[AstroPy] LinearNDInterpolator

Erik Tollerud erik.tollerud at gmail.com
Fri Apr 22 18:48:13 EDT 2011


I'm not clear on what you're asking about LinearNDInterpolator in your
second paragraph... what linear interpolator does is take in a list of
coordinates and the corresponding values at those points (they can be
gridded or not), and then can be used to give you the data value at
any point inside the point values (although it does *not* extrapolate
beyond the input points).  Is that what you want? If not, please
clarify, or if so, see the example below for a sample usage - it makes
a grid of points that represent a 3d gaussian and then uses the
interpolator to do (I think) what you want.




from numpy import mgrid,exp,array
from scipy.interpolate import LinearNDInterpolator

#x,y,and z are 11x11x11 arrays with the x,y, and z values for a 3d box
from -1 to 1
x,y,z = mgrid[-1:1:11j,-1:1:11j,-1:1:11j]

#s is a gaussian evaluated at the grid points - replace this with your
grid values
s = exp(-(x**2+y**2+z**2)/2)

■ Extracted material
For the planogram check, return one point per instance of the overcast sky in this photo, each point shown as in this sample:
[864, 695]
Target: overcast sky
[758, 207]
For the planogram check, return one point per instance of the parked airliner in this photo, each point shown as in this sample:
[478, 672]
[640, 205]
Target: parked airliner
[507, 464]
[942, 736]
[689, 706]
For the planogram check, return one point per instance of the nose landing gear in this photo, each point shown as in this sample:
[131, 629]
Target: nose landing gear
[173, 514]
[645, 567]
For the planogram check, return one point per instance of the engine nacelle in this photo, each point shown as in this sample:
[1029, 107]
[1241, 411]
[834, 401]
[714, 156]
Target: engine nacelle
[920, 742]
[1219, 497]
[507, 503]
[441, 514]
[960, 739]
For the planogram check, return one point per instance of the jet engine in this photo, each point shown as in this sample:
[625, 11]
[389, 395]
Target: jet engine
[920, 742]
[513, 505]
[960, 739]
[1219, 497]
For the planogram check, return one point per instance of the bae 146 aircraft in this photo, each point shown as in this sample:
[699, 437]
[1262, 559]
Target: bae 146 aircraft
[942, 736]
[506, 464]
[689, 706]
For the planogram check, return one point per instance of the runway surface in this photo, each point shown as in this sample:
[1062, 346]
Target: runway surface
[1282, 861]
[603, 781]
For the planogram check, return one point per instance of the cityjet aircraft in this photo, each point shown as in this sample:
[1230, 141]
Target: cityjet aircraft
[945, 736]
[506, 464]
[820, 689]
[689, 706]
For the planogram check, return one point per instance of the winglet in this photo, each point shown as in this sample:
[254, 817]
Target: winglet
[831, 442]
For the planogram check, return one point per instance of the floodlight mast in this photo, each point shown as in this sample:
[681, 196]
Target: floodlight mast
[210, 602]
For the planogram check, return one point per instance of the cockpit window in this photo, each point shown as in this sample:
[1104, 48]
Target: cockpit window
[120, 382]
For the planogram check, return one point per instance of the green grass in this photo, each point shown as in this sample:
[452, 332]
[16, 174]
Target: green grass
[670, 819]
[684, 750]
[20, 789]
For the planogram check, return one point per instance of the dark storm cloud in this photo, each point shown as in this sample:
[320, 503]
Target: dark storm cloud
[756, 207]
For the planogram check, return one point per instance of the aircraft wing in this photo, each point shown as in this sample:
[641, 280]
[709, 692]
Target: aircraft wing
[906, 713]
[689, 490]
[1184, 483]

■ Written task
Please return the LinearNDInterpolator post's wording from "Erik Tollerud erik.tollerud" to "what you want.", copied word for word.

■ Exercise solution
Erik Tollerud erik.tollerud at gmail.com
Fri Apr 22 18:48:13 EDT 2011


I'm not clear on what you're asking about LinearNDInterpolator in your
second paragraph... what linear interpolator does is take in a list of
coordinates and the corresponding values at those points (they can be
gridded or not), and then can be used to give you the data value at
any point inside the point values (although it does *not* extrapolate
beyond the input points).  Is that what you want? If not, please
clarify, or if so, see the example below for a sample usage - it makes
a grid of points that represent a 3d gaussian and then uses the
interpolator to do (I think) what you want.